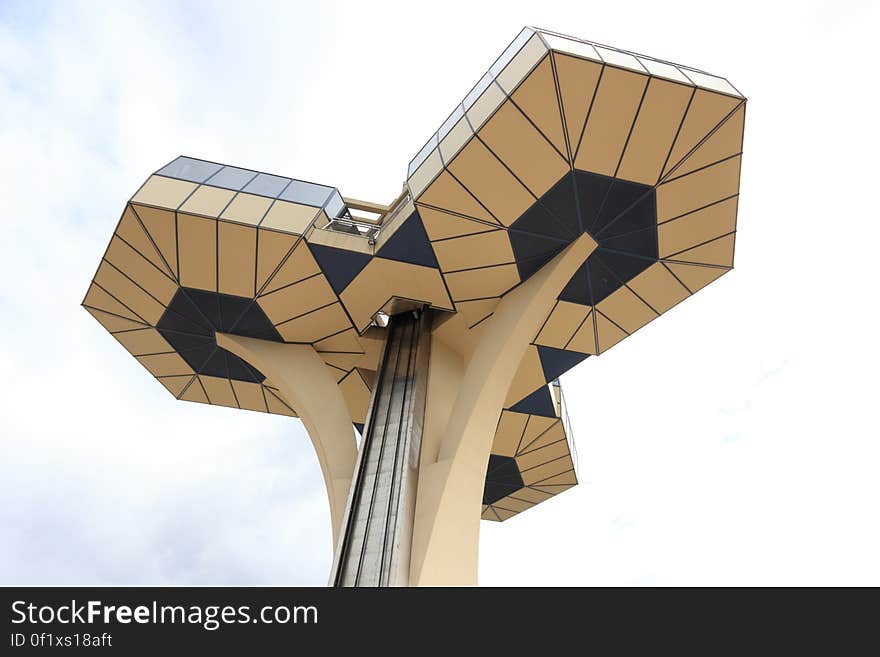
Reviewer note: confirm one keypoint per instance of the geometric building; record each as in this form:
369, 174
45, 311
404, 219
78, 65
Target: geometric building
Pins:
574, 195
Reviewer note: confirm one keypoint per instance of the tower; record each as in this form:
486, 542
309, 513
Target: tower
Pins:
574, 195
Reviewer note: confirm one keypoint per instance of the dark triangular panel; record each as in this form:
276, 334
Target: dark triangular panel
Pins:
231, 309
537, 403
207, 303
526, 246
502, 478
410, 243
610, 270
196, 357
251, 322
539, 221
556, 362
639, 242
216, 364
240, 370
591, 191
528, 267
577, 290
628, 207
560, 202
339, 266
184, 316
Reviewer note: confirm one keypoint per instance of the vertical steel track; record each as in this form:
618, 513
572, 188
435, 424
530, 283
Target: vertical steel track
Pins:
374, 549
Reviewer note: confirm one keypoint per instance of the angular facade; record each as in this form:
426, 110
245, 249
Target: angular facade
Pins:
561, 138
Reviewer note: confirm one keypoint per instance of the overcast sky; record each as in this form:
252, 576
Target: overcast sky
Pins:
732, 441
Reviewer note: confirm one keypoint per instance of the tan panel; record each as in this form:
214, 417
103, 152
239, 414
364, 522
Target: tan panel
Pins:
696, 277
272, 247
564, 320
482, 109
219, 390
536, 97
249, 395
532, 495
197, 244
423, 176
143, 341
129, 293
341, 360
277, 405
357, 396
528, 378
717, 252
175, 384
315, 325
369, 377
131, 231
608, 334
289, 217
373, 344
247, 208
706, 111
551, 435
537, 474
724, 142
474, 311
522, 148
481, 250
195, 392
566, 479
343, 342
509, 432
441, 225
658, 287
482, 283
487, 179
524, 61
140, 270
370, 290
503, 514
542, 454
577, 83
299, 265
654, 131
446, 193
297, 299
165, 364
208, 201
610, 120
237, 250
161, 226
164, 192
698, 189
512, 504
584, 340
455, 139
99, 299
537, 427
626, 309
112, 322
697, 227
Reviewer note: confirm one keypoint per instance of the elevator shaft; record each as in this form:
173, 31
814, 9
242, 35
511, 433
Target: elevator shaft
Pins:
377, 528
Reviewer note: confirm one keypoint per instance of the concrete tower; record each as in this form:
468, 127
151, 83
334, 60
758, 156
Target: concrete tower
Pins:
574, 195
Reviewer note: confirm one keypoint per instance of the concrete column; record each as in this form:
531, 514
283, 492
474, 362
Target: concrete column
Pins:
305, 381
466, 393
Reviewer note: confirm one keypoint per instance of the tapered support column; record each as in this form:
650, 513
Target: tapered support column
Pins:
305, 381
466, 393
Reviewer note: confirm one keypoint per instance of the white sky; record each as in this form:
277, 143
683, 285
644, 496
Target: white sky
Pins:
732, 441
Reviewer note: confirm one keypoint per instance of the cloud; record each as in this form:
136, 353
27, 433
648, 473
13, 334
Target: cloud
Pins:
731, 442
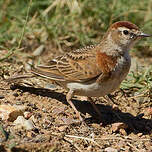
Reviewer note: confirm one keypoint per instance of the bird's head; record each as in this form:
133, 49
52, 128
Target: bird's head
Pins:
125, 34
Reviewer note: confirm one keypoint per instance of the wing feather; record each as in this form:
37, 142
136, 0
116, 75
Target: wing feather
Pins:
79, 65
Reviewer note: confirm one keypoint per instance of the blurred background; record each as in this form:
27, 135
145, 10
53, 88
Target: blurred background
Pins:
41, 29
67, 24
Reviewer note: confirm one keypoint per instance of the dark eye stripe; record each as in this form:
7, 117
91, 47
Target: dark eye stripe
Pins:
125, 32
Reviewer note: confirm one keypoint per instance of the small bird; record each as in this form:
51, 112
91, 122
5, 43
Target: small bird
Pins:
94, 71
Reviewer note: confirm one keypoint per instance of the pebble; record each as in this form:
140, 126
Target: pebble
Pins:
22, 122
27, 114
2, 97
109, 149
10, 113
38, 51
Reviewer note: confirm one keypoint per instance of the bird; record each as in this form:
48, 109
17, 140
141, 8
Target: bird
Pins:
96, 70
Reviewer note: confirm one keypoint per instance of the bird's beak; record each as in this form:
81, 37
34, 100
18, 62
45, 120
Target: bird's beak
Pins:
143, 35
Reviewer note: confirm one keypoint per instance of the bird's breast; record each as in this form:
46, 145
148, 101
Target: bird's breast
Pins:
95, 89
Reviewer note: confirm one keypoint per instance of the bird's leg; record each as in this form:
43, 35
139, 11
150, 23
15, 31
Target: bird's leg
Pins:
94, 106
69, 97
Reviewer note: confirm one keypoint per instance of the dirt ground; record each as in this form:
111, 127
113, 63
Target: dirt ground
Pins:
125, 126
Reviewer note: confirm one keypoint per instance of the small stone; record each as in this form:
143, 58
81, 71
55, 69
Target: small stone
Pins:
51, 86
10, 113
27, 114
62, 128
22, 122
115, 107
123, 132
109, 149
2, 97
38, 51
139, 134
15, 94
117, 126
149, 111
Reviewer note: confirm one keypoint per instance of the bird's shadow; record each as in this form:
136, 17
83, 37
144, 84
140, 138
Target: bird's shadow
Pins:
136, 124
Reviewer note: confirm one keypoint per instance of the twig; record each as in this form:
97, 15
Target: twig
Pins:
84, 138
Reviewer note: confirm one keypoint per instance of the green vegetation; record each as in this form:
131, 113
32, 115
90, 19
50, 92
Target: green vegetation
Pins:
73, 24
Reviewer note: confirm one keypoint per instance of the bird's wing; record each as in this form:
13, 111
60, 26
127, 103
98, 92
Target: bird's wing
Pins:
79, 65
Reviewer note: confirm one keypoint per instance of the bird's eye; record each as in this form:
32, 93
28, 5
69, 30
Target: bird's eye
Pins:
125, 32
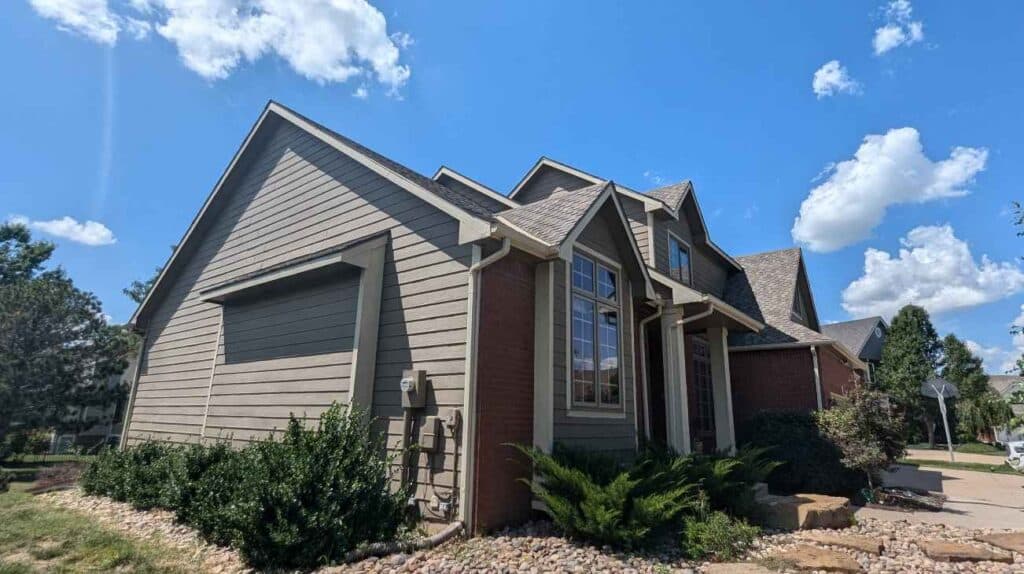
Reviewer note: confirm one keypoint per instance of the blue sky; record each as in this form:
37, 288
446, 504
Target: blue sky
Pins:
103, 125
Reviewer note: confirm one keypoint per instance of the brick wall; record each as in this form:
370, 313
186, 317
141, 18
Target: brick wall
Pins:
837, 378
772, 380
505, 391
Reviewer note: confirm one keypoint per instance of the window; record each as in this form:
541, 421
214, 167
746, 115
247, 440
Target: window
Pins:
679, 260
596, 373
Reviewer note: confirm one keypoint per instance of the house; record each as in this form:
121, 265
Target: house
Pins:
1007, 386
863, 337
573, 310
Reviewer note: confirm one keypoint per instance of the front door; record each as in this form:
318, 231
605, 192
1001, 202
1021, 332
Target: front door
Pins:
700, 397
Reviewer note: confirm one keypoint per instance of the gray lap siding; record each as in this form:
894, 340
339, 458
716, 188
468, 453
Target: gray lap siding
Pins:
293, 196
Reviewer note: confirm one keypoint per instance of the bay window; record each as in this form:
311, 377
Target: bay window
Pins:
595, 334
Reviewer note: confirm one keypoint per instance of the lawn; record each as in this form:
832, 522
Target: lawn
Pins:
977, 467
38, 537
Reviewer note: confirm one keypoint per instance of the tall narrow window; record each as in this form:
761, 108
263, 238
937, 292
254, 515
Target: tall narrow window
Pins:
679, 260
596, 349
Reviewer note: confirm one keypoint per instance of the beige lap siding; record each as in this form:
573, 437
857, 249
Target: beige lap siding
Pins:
295, 195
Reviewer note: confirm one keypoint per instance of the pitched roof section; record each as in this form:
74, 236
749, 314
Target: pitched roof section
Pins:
553, 219
465, 201
672, 195
852, 334
765, 291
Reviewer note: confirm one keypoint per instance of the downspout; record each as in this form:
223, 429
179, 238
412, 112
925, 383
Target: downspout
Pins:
643, 366
817, 374
469, 396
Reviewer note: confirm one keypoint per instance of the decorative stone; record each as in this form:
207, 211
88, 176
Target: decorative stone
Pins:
806, 557
944, 550
1013, 541
736, 568
851, 541
802, 512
════════════════════
JOB
Can you render every line of the material above as a Markdown table with the columns "Row" and "Material line", numbering each row and omitting blank lines? Leave the pictures out.

WRITTEN RESPONSE
| Row | Material line |
|---|---|
| 1 | Reviewer note: confirm one keypoint per instance of the geometric building; record each as in this form: |
| 2 | 369, 174 |
| 3 | 45, 311 |
| 4 | 404, 219 |
| 5 | 78, 65 |
| 6 | Target: geometric building |
| 7 | Pins: |
| 8 | 574, 195 |
| 9 | Reviewer note: confirm one keypoint per instance of the tower; record each as in this form: |
| 10 | 486, 542 |
| 11 | 309, 513 |
| 12 | Target: tower |
| 13 | Pins: |
| 14 | 574, 195 |
| 15 | Reviewer note: confirm one keypoint per instance of the dark triangular panel; record each as in this form: |
| 16 | 276, 334 |
| 17 | Target: dark triangular panel |
| 18 | Pins: |
| 19 | 231, 309 |
| 20 | 537, 403 |
| 21 | 207, 303 |
| 22 | 526, 246 |
| 23 | 502, 478 |
| 24 | 410, 243 |
| 25 | 610, 270 |
| 26 | 196, 357 |
| 27 | 251, 322 |
| 28 | 539, 221 |
| 29 | 556, 362 |
| 30 | 639, 242 |
| 31 | 216, 364 |
| 32 | 240, 370 |
| 33 | 591, 191 |
| 34 | 528, 267 |
| 35 | 577, 290 |
| 36 | 628, 207 |
| 37 | 560, 202 |
| 38 | 339, 266 |
| 39 | 184, 316 |
| 40 | Reviewer note: confirm one keypoint per instance of the vertical steel track; record each as in this form: |
| 41 | 618, 513 |
| 42 | 572, 188 |
| 43 | 435, 424 |
| 44 | 530, 283 |
| 45 | Target: vertical steel track |
| 46 | Pins: |
| 47 | 374, 549 |
| 48 | Reviewer note: confirm one keypoint per instance of the angular facade; record each as in this form: |
| 49 | 426, 110 |
| 50 | 245, 249 |
| 51 | Target: angular facade |
| 52 | Pins: |
| 53 | 561, 138 |
| 54 | Reviewer note: confirm one keypoint per instance of the overcast sky; record each as in this form: |
| 55 | 252, 576 |
| 56 | Target: overcast sky |
| 57 | Pins: |
| 58 | 732, 441 |
| 59 | Reviewer note: confirm one keypoint per instance of the tan panel; record each as in this form: |
| 60 | 214, 417 |
| 61 | 103, 152 |
| 62 | 239, 414 |
| 63 | 364, 522 |
| 64 | Target: tan panel |
| 65 | Pins: |
| 66 | 696, 277 |
| 67 | 272, 247 |
| 68 | 564, 320 |
| 69 | 482, 109 |
| 70 | 219, 390 |
| 71 | 536, 97 |
| 72 | 249, 395 |
| 73 | 532, 495 |
| 74 | 197, 244 |
| 75 | 423, 176 |
| 76 | 143, 341 |
| 77 | 129, 293 |
| 78 | 341, 360 |
| 79 | 277, 405 |
| 80 | 357, 396 |
| 81 | 528, 378 |
| 82 | 717, 252 |
| 83 | 175, 384 |
| 84 | 315, 325 |
| 85 | 369, 377 |
| 86 | 131, 231 |
| 87 | 608, 334 |
| 88 | 289, 217 |
| 89 | 373, 344 |
| 90 | 247, 208 |
| 91 | 706, 111 |
| 92 | 551, 435 |
| 93 | 537, 474 |
| 94 | 724, 142 |
| 95 | 474, 311 |
| 96 | 522, 148 |
| 97 | 481, 250 |
| 98 | 195, 392 |
| 99 | 566, 479 |
| 100 | 343, 342 |
| 101 | 509, 432 |
| 102 | 441, 225 |
| 103 | 658, 287 |
| 104 | 482, 283 |
| 105 | 487, 179 |
| 106 | 524, 61 |
| 107 | 140, 270 |
| 108 | 370, 290 |
| 109 | 503, 514 |
| 110 | 542, 454 |
| 111 | 577, 83 |
| 112 | 299, 265 |
| 113 | 654, 131 |
| 114 | 446, 193 |
| 115 | 297, 299 |
| 116 | 165, 364 |
| 117 | 208, 201 |
| 118 | 610, 120 |
| 119 | 237, 250 |
| 120 | 161, 226 |
| 121 | 164, 192 |
| 122 | 698, 189 |
| 123 | 512, 504 |
| 124 | 584, 340 |
| 125 | 455, 139 |
| 126 | 99, 299 |
| 127 | 537, 427 |
| 128 | 626, 309 |
| 129 | 112, 322 |
| 130 | 697, 227 |
| 131 | Reviewer note: confirm one keypoint per instance of the elevator shaft; record each as in this form: |
| 132 | 173, 31 |
| 133 | 814, 9 |
| 134 | 242, 35 |
| 135 | 511, 433 |
| 136 | Target: elevator shaft |
| 137 | Pins: |
| 138 | 377, 528 |
| 139 | Reviewer note: confirm one keypoint per instance of the concrete tower; record each as in this form: |
| 140 | 468, 127 |
| 141 | 151, 83 |
| 142 | 334, 60 |
| 143 | 758, 156 |
| 144 | Target: concrete tower |
| 145 | Pins: |
| 146 | 574, 195 |
| 147 | Reviewer note: confirm one keypoint per instance of the concrete column; record each as in this form: |
| 148 | 531, 514 |
| 149 | 283, 492 |
| 150 | 474, 362 |
| 151 | Target: concrete column |
| 152 | Pins: |
| 153 | 305, 381 |
| 154 | 466, 393 |
| 155 | Reviewer note: confirm one keypoint per instance of the tapered support column; record each as in this form: |
| 156 | 650, 513 |
| 157 | Target: tapered support column |
| 158 | Pins: |
| 159 | 305, 381 |
| 160 | 466, 393 |
| 161 | Reviewer note: confirm one keypoint per instance of the white sky; record each as in this form: |
| 162 | 277, 143 |
| 163 | 683, 285 |
| 164 | 644, 496 |
| 165 | Target: white sky |
| 166 | Pins: |
| 167 | 732, 441 |
| 168 | Reviewer note: confirm one keypoint per instance of the cloud; record each as in this form: |
| 169 | 136, 353 |
| 170 | 27, 433 |
| 171 | 648, 473 |
| 172 | 13, 334 |
| 173 | Target: cloud |
| 174 | Pins: |
| 175 | 731, 442 |
| 176 | Reviewer note: confirm one keypoint per instance of the bird's head; record each as in this form: |
| 177 | 133, 49 |
| 178 | 52, 128 |
| 179 | Target: bird's head |
| 180 | Pins: |
| 181 | 125, 34 |
| 182 | Reviewer note: confirm one keypoint per instance of the wing feather; record each as in this form: |
| 183 | 37, 142 |
| 184 | 136, 0 |
| 185 | 116, 75 |
| 186 | Target: wing feather |
| 187 | Pins: |
| 188 | 79, 65 |
| 189 | Reviewer note: confirm one keypoint per instance of the blurred background; record each as in this form: |
| 190 | 27, 135 |
| 191 | 145, 10 |
| 192 | 53, 88 |
| 193 | Target: blurred background |
| 194 | Pins: |
| 195 | 41, 29 |
| 196 | 67, 24 |
| 197 | Reviewer note: confirm one keypoint per instance of the dark eye stripe; record each as in this form: |
| 198 | 7, 117 |
| 199 | 91, 47 |
| 200 | Target: dark eye stripe |
| 201 | Pins: |
| 202 | 125, 32 |
| 203 | Reviewer note: confirm one keypoint per instance of the small bird; record each as in this form: |
| 204 | 51, 112 |
| 205 | 91, 122 |
| 206 | 5, 43 |
| 207 | Target: small bird |
| 208 | Pins: |
| 209 | 94, 71 |
| 210 | Reviewer note: confirm one keypoint per instance of the pebble; record each as in this form: |
| 211 | 140, 126 |
| 212 | Target: pebble |
| 213 | Pins: |
| 214 | 22, 122 |
| 215 | 27, 114 |
| 216 | 2, 97 |
| 217 | 109, 149 |
| 218 | 10, 113 |
| 219 | 38, 51 |
| 220 | Reviewer note: confirm one keypoint per instance of the bird; record each as in this form: |
| 221 | 48, 109 |
| 222 | 17, 140 |
| 223 | 141, 8 |
| 224 | Target: bird |
| 225 | Pins: |
| 226 | 96, 70 |
| 227 | Reviewer note: confirm one keypoint per instance of the bird's beak; record each as in this form: |
| 228 | 81, 37 |
| 229 | 34, 100 |
| 230 | 18, 62 |
| 231 | 45, 120 |
| 232 | Target: bird's beak |
| 233 | Pins: |
| 234 | 143, 35 |
| 235 | Reviewer note: confirm one keypoint per instance of the bird's breast; record each as in this form: |
| 236 | 46, 145 |
| 237 | 148, 101 |
| 238 | Target: bird's breast |
| 239 | Pins: |
| 240 | 95, 89 |
| 241 | Reviewer note: confirm one keypoint per instance of the bird's leg; record each as in this form: |
| 242 | 43, 35 |
| 243 | 139, 11 |
| 244 | 150, 23 |
| 245 | 15, 31 |
| 246 | Target: bird's leg |
| 247 | Pins: |
| 248 | 94, 106 |
| 249 | 69, 97 |
| 250 | Reviewer note: confirm one keypoint per instance of the dirt ground; record each as in this form: |
| 251 | 111, 127 |
| 252 | 113, 63 |
| 253 | Target: dirt ground |
| 254 | Pins: |
| 255 | 125, 126 |
| 256 | Reviewer note: confirm one keypoint per instance of the small stone; record each as in this form: |
| 257 | 143, 58 |
| 258 | 81, 71 |
| 259 | 55, 69 |
| 260 | Target: small stone |
| 261 | Pins: |
| 262 | 51, 86 |
| 263 | 10, 113 |
| 264 | 27, 114 |
| 265 | 62, 128 |
| 266 | 22, 122 |
| 267 | 115, 107 |
| 268 | 123, 132 |
| 269 | 109, 149 |
| 270 | 2, 97 |
| 271 | 38, 51 |
| 272 | 139, 134 |
| 273 | 15, 94 |
| 274 | 117, 126 |
| 275 | 149, 111 |
| 276 | Reviewer note: confirm one keypoint per instance of the bird's shadow; record each as in this form: |
| 277 | 136, 17 |
| 278 | 83, 37 |
| 279 | 144, 84 |
| 280 | 140, 138 |
| 281 | Target: bird's shadow |
| 282 | Pins: |
| 283 | 136, 124 |
| 284 | Reviewer note: confirm one keypoint per instance of the twig; record each as in this form: |
| 285 | 97, 15 |
| 286 | Target: twig |
| 287 | Pins: |
| 288 | 84, 138 |
| 289 | Reviewer note: confirm one keypoint per instance of the green vegetation; record each as in this form: |
| 290 | 131, 113 |
| 291 | 32, 115 |
| 292 | 90, 19 |
| 293 | 50, 92 |
| 294 | Target: green vegetation |
| 295 | Pins: |
| 296 | 73, 24 |
| 297 | Reviewer note: confirm one keypoint per instance of the bird's wing; record each as in this form: |
| 298 | 13, 111 |
| 299 | 60, 26 |
| 300 | 127, 103 |
| 301 | 98, 92 |
| 302 | Target: bird's wing |
| 303 | Pins: |
| 304 | 79, 65 |
| 305 | Reviewer note: confirm one keypoint per instance of the bird's eye; record each as in this form: |
| 306 | 32, 93 |
| 307 | 28, 5 |
| 308 | 69, 30 |
| 309 | Target: bird's eye |
| 310 | Pins: |
| 311 | 125, 32 |
| 312 | Reviewer note: confirm one keypoint per instance of the blue sky; record each as in this form: |
| 313 | 37, 288 |
| 314 | 446, 504 |
| 315 | Target: blue sky |
| 316 | Pins: |
| 317 | 103, 125 |
| 318 | Reviewer note: confirm one keypoint per instance of the brick wall; record each as in this form: |
| 319 | 370, 313 |
| 320 | 186, 317 |
| 321 | 141, 18 |
| 322 | Target: brick wall |
| 323 | Pins: |
| 324 | 837, 378 |
| 325 | 772, 380 |
| 326 | 505, 391 |
| 327 | Reviewer note: confirm one keypoint per instance of the window; record each as in this form: |
| 328 | 541, 421 |
| 329 | 214, 167 |
| 330 | 746, 115 |
| 331 | 247, 440 |
| 332 | Target: window |
| 333 | Pins: |
| 334 | 679, 260 |
| 335 | 596, 373 |
| 336 | Reviewer note: confirm one keypoint per instance of the house; record each as in this form: |
| 337 | 121, 265 |
| 338 | Target: house |
| 339 | Pins: |
| 340 | 1007, 386 |
| 341 | 863, 337 |
| 342 | 573, 310 |
| 343 | Reviewer note: confirm one keypoint per instance of the front door; record each as in this form: |
| 344 | 318, 231 |
| 345 | 605, 192 |
| 346 | 1001, 202 |
| 347 | 1021, 332 |
| 348 | Target: front door |
| 349 | Pins: |
| 350 | 700, 397 |
| 351 | Reviewer note: confirm one keypoint per instance of the gray lap siding; record each as in this form: |
| 352 | 894, 340 |
| 353 | 339, 458 |
| 354 | 716, 188 |
| 355 | 468, 453 |
| 356 | Target: gray lap siding |
| 357 | Pins: |
| 358 | 293, 196 |
| 359 | Reviewer note: confirm one keypoint per instance of the bay window; record each as in this form: |
| 360 | 311, 377 |
| 361 | Target: bay window |
| 362 | Pins: |
| 363 | 595, 334 |
| 364 | Reviewer note: confirm one keypoint per instance of the lawn; record each as in this form: |
| 365 | 832, 522 |
| 366 | Target: lawn |
| 367 | Pins: |
| 368 | 977, 467 |
| 369 | 38, 537 |
| 370 | Reviewer note: confirm one keypoint per instance of the tall narrow window; record each as in this form: |
| 371 | 761, 108 |
| 372 | 263, 238 |
| 373 | 937, 292 |
| 374 | 254, 515 |
| 375 | Target: tall narrow window |
| 376 | Pins: |
| 377 | 679, 260 |
| 378 | 596, 349 |
| 379 | Reviewer note: confirm one keypoint per instance of the beige lap siding; record each as in this form: |
| 380 | 573, 437 |
| 381 | 857, 249 |
| 382 | Target: beige lap siding |
| 383 | Pins: |
| 384 | 295, 195 |
| 385 | Reviewer note: confirm one keypoint per instance of the pitched roof section; record each as in this form: |
| 386 | 74, 236 |
| 387 | 749, 314 |
| 388 | Target: pitched roof section |
| 389 | Pins: |
| 390 | 553, 219 |
| 391 | 465, 201 |
| 392 | 672, 195 |
| 393 | 852, 334 |
| 394 | 765, 291 |
| 395 | Reviewer note: confirm one keypoint per instance of the downspout; record each as in this form: |
| 396 | 223, 429 |
| 397 | 179, 238 |
| 398 | 412, 112 |
| 399 | 925, 383 |
| 400 | Target: downspout |
| 401 | Pins: |
| 402 | 643, 366 |
| 403 | 817, 374 |
| 404 | 469, 396 |
| 405 | Reviewer note: confirm one keypoint per instance of the decorative stone; record each as in this form: |
| 406 | 207, 211 |
| 407 | 88, 176 |
| 408 | Target: decorative stone |
| 409 | Pins: |
| 410 | 806, 557 |
| 411 | 944, 550 |
| 412 | 1013, 541 |
| 413 | 736, 568 |
| 414 | 851, 541 |
| 415 | 802, 512 |